# Exercise details
Copy every row below word for word, leaving out the pictures.

# Exercise material
_____

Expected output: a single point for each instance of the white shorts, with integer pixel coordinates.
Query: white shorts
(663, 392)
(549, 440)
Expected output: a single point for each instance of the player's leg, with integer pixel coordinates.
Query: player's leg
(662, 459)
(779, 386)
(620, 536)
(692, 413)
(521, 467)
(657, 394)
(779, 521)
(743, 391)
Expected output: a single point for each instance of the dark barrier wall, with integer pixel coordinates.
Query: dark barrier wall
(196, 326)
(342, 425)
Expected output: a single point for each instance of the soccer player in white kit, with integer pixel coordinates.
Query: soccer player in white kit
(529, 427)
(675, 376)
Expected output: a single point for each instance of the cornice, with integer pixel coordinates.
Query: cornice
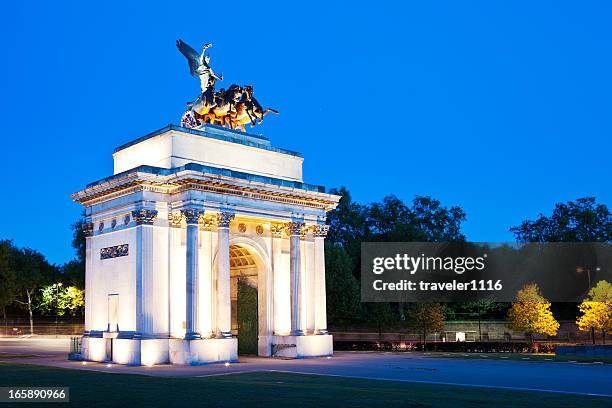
(190, 180)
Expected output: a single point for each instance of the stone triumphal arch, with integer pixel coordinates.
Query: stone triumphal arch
(201, 239)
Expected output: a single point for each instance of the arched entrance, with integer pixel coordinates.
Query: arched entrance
(244, 277)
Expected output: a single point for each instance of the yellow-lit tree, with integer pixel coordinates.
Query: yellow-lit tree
(531, 312)
(597, 310)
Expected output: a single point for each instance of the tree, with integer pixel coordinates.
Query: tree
(426, 318)
(575, 221)
(341, 286)
(32, 271)
(531, 312)
(597, 310)
(476, 308)
(8, 279)
(61, 300)
(74, 270)
(351, 223)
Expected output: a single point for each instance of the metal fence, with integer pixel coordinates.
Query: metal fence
(469, 331)
(42, 326)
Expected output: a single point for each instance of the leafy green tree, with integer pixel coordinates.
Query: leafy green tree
(582, 220)
(351, 223)
(74, 270)
(341, 286)
(426, 318)
(476, 309)
(8, 279)
(32, 271)
(61, 300)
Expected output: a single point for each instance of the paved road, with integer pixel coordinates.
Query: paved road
(413, 367)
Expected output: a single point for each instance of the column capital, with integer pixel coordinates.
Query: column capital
(277, 230)
(175, 219)
(207, 223)
(144, 216)
(295, 227)
(319, 230)
(224, 219)
(192, 215)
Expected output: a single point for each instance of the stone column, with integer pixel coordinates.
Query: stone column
(320, 232)
(192, 216)
(224, 301)
(174, 247)
(281, 298)
(144, 219)
(297, 312)
(206, 316)
(88, 232)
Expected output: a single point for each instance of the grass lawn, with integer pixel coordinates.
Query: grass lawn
(534, 357)
(93, 389)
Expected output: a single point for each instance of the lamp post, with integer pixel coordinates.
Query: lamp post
(57, 286)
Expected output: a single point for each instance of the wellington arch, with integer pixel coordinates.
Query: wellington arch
(203, 245)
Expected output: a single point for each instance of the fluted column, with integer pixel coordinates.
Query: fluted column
(297, 312)
(282, 285)
(206, 294)
(144, 219)
(224, 301)
(192, 216)
(320, 232)
(88, 232)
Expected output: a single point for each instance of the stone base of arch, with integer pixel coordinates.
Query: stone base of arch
(203, 351)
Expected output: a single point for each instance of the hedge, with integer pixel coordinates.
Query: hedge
(462, 347)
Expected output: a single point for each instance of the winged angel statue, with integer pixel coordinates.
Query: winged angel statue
(232, 108)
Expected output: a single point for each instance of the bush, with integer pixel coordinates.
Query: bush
(460, 347)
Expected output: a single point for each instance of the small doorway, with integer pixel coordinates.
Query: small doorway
(246, 317)
(244, 294)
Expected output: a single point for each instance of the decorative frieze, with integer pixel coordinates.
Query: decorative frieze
(295, 227)
(144, 216)
(224, 219)
(320, 230)
(87, 229)
(114, 251)
(192, 215)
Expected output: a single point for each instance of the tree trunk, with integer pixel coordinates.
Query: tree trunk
(30, 312)
(5, 320)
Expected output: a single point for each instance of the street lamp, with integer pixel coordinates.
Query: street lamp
(57, 286)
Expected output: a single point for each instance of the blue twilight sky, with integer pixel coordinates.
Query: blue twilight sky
(501, 107)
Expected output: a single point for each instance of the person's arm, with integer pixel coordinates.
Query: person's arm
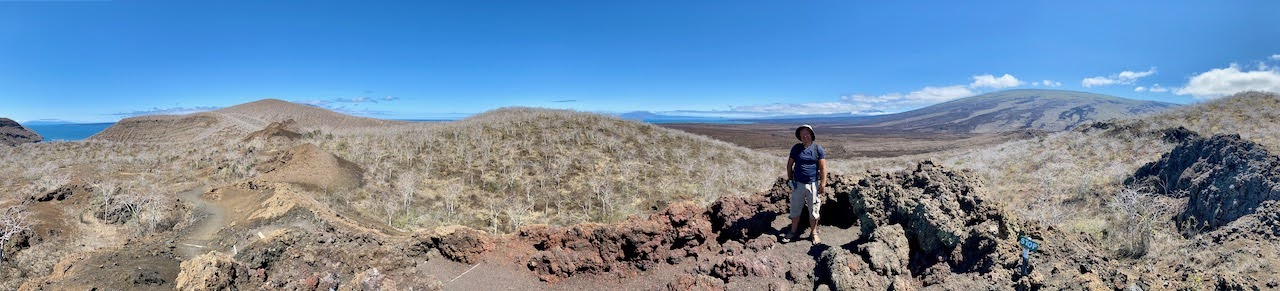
(791, 173)
(822, 174)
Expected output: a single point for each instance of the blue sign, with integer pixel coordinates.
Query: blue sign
(1027, 242)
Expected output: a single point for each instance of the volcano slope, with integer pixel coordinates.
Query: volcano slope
(888, 223)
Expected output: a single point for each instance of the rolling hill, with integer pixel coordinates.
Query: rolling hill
(1011, 110)
(229, 122)
(13, 133)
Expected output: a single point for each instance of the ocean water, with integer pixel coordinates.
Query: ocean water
(69, 131)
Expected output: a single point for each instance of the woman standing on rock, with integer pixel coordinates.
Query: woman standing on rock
(807, 174)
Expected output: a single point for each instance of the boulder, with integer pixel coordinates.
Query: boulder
(1224, 177)
(213, 271)
(680, 231)
(938, 209)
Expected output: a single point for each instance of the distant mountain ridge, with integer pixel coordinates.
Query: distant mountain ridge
(233, 122)
(1014, 110)
(14, 133)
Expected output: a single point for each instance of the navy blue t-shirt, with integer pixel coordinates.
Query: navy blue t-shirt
(807, 162)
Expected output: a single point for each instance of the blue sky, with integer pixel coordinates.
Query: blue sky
(104, 60)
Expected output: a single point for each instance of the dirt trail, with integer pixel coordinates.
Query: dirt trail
(209, 218)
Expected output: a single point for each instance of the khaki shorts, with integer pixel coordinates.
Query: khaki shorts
(804, 196)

_____

# Response below
Expected output: a single point for each instance of the white shorts, with integer pixel coordinates.
Query: white shorts
(663, 392)
(549, 440)
Expected output: a single point for each instance of the player's leg, with integer pixel coordinates.
Query: player's leg
(662, 459)
(779, 386)
(620, 536)
(692, 413)
(521, 467)
(657, 394)
(779, 521)
(743, 391)
Expected output: a single point for each instance of the dark barrier wall, with integer pixel coordinates.
Query: dark barrier wall
(196, 326)
(342, 425)
Expected output: a single point for each instance of the soccer player in white kit, with integer pixel coordinates.
Query: soccer player in white kit
(529, 427)
(675, 376)
Expected output: a single point for each instance of the cornice, with integer pixel coordinates.
Query: cornice
(190, 180)
Expected output: a single point for each instance of the stone triumphal arch, with integer pixel coordinates.
Query: stone triumphal arch
(201, 239)
Expected output: a single point for each instance of the arched entrance, with integer pixel coordinates.
Query: arched entrance
(244, 277)
Expected output: a single point for each instance of the yellow-lit tree, with integer pixel coordinates.
Query: yellow-lit tree
(531, 312)
(597, 310)
Expected output: a single point for each instance of the tree, with integer pixel coordinates.
Query: tree
(426, 318)
(575, 221)
(341, 286)
(32, 271)
(531, 312)
(597, 310)
(476, 308)
(8, 279)
(61, 300)
(74, 270)
(351, 223)
Expected output: a single point for each instance of the metal fence, with integer pixel coordinates.
Query: metal fence
(469, 331)
(42, 326)
Expected output: a single point for each instance of the leafy green tree, with integer pixel coordinates.
Query: leafy green tree
(582, 220)
(351, 223)
(74, 270)
(341, 286)
(426, 318)
(476, 309)
(8, 279)
(32, 271)
(61, 300)
Expected output: a single point for each instance of the paved road, with integer pixel coordinates.
Query: paved road
(413, 367)
Expected output: a single point for each instance of the column capital, with integer pixel coordinates.
Query: column capital
(277, 230)
(175, 219)
(207, 223)
(144, 216)
(295, 227)
(319, 230)
(224, 219)
(192, 215)
Expected output: a single point for each instance of the stone column, with integer pixel coordinates.
Query: stone column
(320, 232)
(192, 216)
(224, 301)
(174, 247)
(281, 298)
(144, 219)
(297, 312)
(206, 316)
(88, 232)
Expected output: a single point for each instance of the grass lawn, with integer pixel coordinates.
Query: grass lawn
(534, 357)
(93, 389)
Expected output: a single point for each instance of the lamp post, with integer pixel coordinates.
Query: lamp post
(57, 286)
Expected output: a single point for each instance of the wellington arch, with integer pixel coordinates.
Query: wellington arch
(203, 245)
Expected output: a single point for each instance of the fluted column, with integer pixel coordinates.
Query: fluted column
(297, 312)
(282, 285)
(206, 294)
(144, 219)
(224, 301)
(192, 216)
(320, 232)
(88, 232)
Expected output: a single point for each instance of the stone base of arch, with integer pixel coordinates.
Query: stone base of arch
(203, 351)
Expected output: a single point for each instance of the hedge, with integer pixel coordinates.
Query: hedge
(462, 347)
Expected output: a single point for each instance of the winged angel statue, with integer pixel coordinates.
Query: winged angel statue
(232, 108)
Expected output: a single point for each instance of the bush, with integer pixel coordinates.
Query: bush
(460, 347)
Expected output: a single point for each instance of the small doorway, with integer pixel coordinates.
Query: small doorway
(246, 317)
(244, 294)
Expected output: a single point for each instance of the decorative frieze, with integer pixel coordinates.
Query: decorative frieze
(295, 227)
(144, 216)
(224, 219)
(320, 230)
(87, 229)
(114, 251)
(192, 215)
Expected output: a single point for each instance of the tree trunk, with integer pixel coordinates.
Query: tree trunk
(30, 312)
(5, 320)
Expected output: a single point for each instance of the street lamp, with integer pixel coordinates.
Query: street lamp
(57, 286)
Expected output: a single point for each instance of the blue twilight sky, with integer pixel coordinates.
Query: blue twilight sky
(501, 107)
Expected output: a single point for each instance of the person's arm, with integer pixel coordinates.
Query: person's arm
(791, 173)
(822, 174)
Expected output: a single point for each instance of the blue sign, with integer pixel coordinates.
Query: blue sign
(1027, 242)
Expected output: a single point for each instance of the volcano slope, with integer pixel coordinates.
Query: volcano slope
(888, 223)
Expected output: a single point for each instance of the rolling hill, with integer pixel coordinates.
Query: rolling hill
(1011, 110)
(229, 122)
(13, 133)
Expected output: a single point for each instance of the ocean water, with integer pixel coordinates.
Query: ocean water
(69, 131)
Expected output: a single point for each instance of the woman standing on rock, with integer pixel coordinates.
Query: woman standing on rock
(807, 174)
Expected output: a single point for each instance of the boulder, with integer pixel coordinates.
Query: boulder
(1224, 177)
(213, 271)
(680, 231)
(938, 209)
Expected output: a single point for each instance of the distant mountain ridge, with integer pixel coordinates.
Query: distant mountain ridge
(233, 122)
(1014, 110)
(14, 133)
Expected output: a single point for each instance of the navy blue t-shirt, with integer pixel coordinates.
Query: navy blue t-shirt
(807, 162)
Expected output: a single point for each instance of the blue sky, with integer pixel coordinates.
Query: blue sky
(104, 60)
Expected output: a single point for each instance of the dirt trail, with integer pixel coordinates.
Query: dirt trail
(209, 218)
Expected output: a single point for each instance of the khaki shorts, with integer pixel coordinates.
Query: khaki shorts
(804, 196)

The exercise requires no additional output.